#### [Estratto fornito]
%%

In particolare, questa nuova imposta – contenuta nel decreto legge 112/2008 - è un’una tantum (un’imposta applicata una sola volta) che colpisce le aziende impegnate nella produzione e commercializzazione di idrocarburi ed energia elettrica. A quest’imposta si accompagna una serie di altri provvedimenti che vogliono accrescere stabilmente (aumentando la “base imponibile”) il carico fiscale su queste aziende ed anche su banche e assicurazioni.

In effetti, questi settori sono tra i pochi che hanno superato indenni la crisi economica degli ultimi anni, realizzando anzi un considerevole incremento dei profitti. Appare giusto, quindi, chiedere proprio ad essi un sacrificio.

La scelta adottata – aumentare le imposte – potrebbe apparire la più logica. Ma non è detto che sia così, a causa di un fenomeno che si chiama “traslazione” dell’imposta, e che consente alle imprese colpite di “scaricarne” il costo sui consumatori.

Infatti, se si aumentano tasse o imposte al lavoratore dipendente, questi non ha che un’unica scelta: pagare. Se invece si aumenta il carico fiscale su un soggetto che ha il potere di determinare il prezzo dei beni (produttore, commerciante), questi può aumentare in proporzione il prezzo di vendita dei beni: il suo profitto rimarrà invariato, mentre il costo dell’imposta sarà sostenuto – pagando un prezzo maggiorato – dall’acquirente finale del bene.

Di questo fenomeno è ben consapevole il legislatore, che nello stesso decreto (art. 81, comma 17) prescrive: “E' fatto divieto agli operatori economici dei settori richiamati al comma 16 di traslare l'onere della maggiorazione d'imposta sui prezzi al consumo. L'Autorità per l'energia elettrica e il gas vigila sulla puntuale osservanza della disposizione di cui al precedente periodo”. (Un controllo simile non è previsto per banche e assicurazioni, ma dovrebbe in ogni caso spettare all’Autorità garante della concorrenza e del mercato).

Ebbene, questa norma appare una “grida” manzoniana. Conosciamo tutti l’efficacia degli attuali provvedimenti delle nostre “Autorità”: le società petrolifere sono anni che fanno cartello tra loro, tenendo i prezzi (anche al netto delle tasse) artificiosamente più alti che nel resto d’Europa. Ugualmente, le banche se ne infischiano delle leggi sulla portabilità del mutuo. E le compagnie di telefonia mobile hanno risposto al decreto Bersani, che aboliva il costo fisso sulle schede ricaricabili, aumentando i piani tariffarî.

Morale? Il fenomeno della traslazione dell’imposta, e più in generale degli accordi di cartello, si può evitare solo in un regime di vera concorrenza.

Un operatore economico ha interesse a tenere i prezzi bassi se sa che può conquistare in tal modo nuove fette di mercato (o rischiare di perderne se mantiene i prezzi alti); e questo può accadere solo quando gli operatori sono sufficientemente numerosi (così che non siano possibili accordi), possano determinare liberamente i prezzi, siano obbligati a politiche contrattuali trasparenti verso i consumatori, nessuno di essi sia in posizione dominante.

%%

#### [Estratti del dataset]
%%

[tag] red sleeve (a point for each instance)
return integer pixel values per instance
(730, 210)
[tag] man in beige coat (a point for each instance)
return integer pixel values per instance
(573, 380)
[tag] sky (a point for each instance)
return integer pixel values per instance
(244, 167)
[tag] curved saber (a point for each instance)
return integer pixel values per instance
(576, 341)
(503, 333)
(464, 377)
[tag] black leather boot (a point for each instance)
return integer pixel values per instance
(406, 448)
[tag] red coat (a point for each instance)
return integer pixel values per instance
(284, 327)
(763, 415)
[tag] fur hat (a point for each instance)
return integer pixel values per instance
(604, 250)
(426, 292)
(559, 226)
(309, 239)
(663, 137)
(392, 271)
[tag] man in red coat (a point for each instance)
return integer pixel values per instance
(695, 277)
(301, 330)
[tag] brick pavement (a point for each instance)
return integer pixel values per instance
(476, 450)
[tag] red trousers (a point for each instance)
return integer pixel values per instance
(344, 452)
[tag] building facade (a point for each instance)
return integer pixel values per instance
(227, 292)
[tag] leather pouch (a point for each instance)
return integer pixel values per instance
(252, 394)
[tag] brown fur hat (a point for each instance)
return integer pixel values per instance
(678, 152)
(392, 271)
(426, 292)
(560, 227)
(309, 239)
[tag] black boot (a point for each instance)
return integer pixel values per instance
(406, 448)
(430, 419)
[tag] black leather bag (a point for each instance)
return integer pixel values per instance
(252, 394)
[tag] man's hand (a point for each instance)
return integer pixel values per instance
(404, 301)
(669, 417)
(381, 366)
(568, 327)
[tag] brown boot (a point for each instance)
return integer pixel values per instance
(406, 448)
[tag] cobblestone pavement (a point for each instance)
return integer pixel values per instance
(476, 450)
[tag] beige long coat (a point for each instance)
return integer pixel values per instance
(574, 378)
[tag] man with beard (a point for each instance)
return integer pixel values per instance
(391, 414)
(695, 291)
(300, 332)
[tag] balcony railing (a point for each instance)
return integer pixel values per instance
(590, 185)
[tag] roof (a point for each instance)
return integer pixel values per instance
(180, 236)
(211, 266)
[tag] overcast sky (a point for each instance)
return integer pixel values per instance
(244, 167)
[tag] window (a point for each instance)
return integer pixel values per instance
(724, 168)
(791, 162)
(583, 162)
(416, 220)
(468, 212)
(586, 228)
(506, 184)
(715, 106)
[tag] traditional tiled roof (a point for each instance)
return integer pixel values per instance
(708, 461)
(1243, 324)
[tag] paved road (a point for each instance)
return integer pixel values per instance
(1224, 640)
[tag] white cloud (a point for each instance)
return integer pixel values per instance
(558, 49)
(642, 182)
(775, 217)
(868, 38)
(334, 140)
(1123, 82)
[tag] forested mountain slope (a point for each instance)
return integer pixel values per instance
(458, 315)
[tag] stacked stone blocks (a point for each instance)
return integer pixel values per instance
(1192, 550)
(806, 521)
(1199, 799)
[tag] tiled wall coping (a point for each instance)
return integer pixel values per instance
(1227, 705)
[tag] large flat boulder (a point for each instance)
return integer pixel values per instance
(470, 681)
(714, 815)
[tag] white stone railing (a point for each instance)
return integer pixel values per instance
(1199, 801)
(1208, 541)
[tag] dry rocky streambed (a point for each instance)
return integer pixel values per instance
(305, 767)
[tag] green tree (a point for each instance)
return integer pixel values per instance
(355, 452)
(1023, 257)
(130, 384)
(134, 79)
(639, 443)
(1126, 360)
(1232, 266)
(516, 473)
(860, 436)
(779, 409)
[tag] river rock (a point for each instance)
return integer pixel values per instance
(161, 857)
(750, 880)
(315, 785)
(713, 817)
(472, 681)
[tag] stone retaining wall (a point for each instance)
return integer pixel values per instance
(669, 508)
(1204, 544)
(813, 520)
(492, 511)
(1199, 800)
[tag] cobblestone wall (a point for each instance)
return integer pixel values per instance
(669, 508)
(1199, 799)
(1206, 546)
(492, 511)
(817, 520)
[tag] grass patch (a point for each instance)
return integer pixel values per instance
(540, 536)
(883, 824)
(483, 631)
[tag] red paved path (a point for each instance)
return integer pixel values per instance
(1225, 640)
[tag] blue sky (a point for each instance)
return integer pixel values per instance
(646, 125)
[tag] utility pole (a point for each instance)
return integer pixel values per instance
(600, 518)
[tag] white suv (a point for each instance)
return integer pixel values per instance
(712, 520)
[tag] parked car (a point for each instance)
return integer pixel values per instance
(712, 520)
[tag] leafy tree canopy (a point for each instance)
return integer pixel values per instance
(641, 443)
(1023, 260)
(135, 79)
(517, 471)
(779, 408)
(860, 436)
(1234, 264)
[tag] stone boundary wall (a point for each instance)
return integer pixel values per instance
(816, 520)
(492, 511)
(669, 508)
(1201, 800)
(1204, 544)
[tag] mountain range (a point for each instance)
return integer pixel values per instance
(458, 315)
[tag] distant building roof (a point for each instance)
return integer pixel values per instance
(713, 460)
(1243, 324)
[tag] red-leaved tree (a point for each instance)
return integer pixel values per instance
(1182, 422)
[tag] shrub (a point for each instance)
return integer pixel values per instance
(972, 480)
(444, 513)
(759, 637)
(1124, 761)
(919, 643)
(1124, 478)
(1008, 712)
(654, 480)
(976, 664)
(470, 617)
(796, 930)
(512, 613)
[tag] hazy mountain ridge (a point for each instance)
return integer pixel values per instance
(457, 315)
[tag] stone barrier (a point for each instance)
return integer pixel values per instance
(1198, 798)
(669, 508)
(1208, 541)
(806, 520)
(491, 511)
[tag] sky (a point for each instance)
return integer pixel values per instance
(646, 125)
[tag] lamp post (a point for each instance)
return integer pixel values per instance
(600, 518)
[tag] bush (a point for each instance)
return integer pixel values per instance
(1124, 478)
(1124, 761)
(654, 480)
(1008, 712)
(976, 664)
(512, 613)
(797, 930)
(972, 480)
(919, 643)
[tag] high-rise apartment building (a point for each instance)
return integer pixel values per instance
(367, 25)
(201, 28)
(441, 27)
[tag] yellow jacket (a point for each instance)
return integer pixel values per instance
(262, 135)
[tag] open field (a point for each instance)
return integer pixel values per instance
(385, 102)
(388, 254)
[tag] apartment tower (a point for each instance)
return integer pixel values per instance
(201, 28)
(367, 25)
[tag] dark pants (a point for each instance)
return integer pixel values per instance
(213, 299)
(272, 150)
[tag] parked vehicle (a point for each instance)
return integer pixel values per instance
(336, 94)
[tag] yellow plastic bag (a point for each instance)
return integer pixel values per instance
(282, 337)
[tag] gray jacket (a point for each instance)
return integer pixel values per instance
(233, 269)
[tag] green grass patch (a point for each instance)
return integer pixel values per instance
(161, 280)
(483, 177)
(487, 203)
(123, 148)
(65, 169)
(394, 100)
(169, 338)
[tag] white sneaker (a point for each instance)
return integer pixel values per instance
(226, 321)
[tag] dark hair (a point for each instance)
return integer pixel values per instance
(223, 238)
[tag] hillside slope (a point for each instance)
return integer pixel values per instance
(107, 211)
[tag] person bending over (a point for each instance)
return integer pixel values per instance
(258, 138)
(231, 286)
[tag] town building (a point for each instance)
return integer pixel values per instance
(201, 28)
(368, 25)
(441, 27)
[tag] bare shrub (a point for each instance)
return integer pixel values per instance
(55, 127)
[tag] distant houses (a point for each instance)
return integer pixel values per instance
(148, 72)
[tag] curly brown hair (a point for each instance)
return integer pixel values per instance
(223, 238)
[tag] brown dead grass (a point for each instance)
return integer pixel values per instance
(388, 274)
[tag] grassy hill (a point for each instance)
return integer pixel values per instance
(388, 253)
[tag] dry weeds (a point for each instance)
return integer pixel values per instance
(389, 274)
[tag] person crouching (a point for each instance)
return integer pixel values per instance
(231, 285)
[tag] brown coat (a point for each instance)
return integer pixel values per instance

%%

#### [Richieste]
- 1) Trascrivi alla lettera il testo sulla traslazione dell'imposta, tutto quanto va da "Di questo fenomeno" giù fino a "e del mercato).".
- 2) Scrivi il seguito del testo sulla traslazione dell'imposta, a partire dopo l'ultima frase riportata.
I record qui non servono.

#### [Problemi risolti]
- 1)
Di questo fenomeno è ben consapevole il legislatore, che nello stesso decreto (art. 81, comma 17) prescrive: “E' fatto divieto agli operatori economici dei settori richiamati al comma 16 di traslare l'onere della maggiorazione d'imposta sui prezzi al consumo. L'Autorità per l'energia elettrica e il gas vigila sulla puntuale osservanza della disposizione di cui al precedente periodo”. (Un controllo simile non è previsto per banche e assicurazioni, ma dovrebbe in ogni caso spettare all’Autorità garante della concorrenza e del mercato).

- 2)
Altrimenti, si crea quella che gli economisti definiscono “rendita del monopolista” (extraprofitto che non costituisce remunerazione degli investimenti e del rischio, e distorce la corretta allocazione delle risorse).

L’Italia è uno dei Paesi al mondo dove esistono maggiori ostacoli alla concorrenza.
Solo per restare al settore energetico, servirebbero più impianti di raffinazione, gestiti da società diverse da quelle petrolifere; servirebbero impianti di distribuzione gestiti da distributori indipendenti (ce ne sono già alcuni) o dalla grande distribuzione (però poi i benzinai scioperano...). In mancanza di ciò, le compagnie “trasleranno” l’imposta aumentando i prezzi; l'Autorità per l'energia elettrica e il gas farà una piccola multa, che sarà a sua volta “traslata” sotto le mentite spoglie di “costi produttivi e distributivi”...

Le nostre preoccupazioni sull’efficacia della Robin Tax sono eccessive? Ci rifugiamo nelle teorie economiche sulla concorrenza per coprire una critica preconcetta?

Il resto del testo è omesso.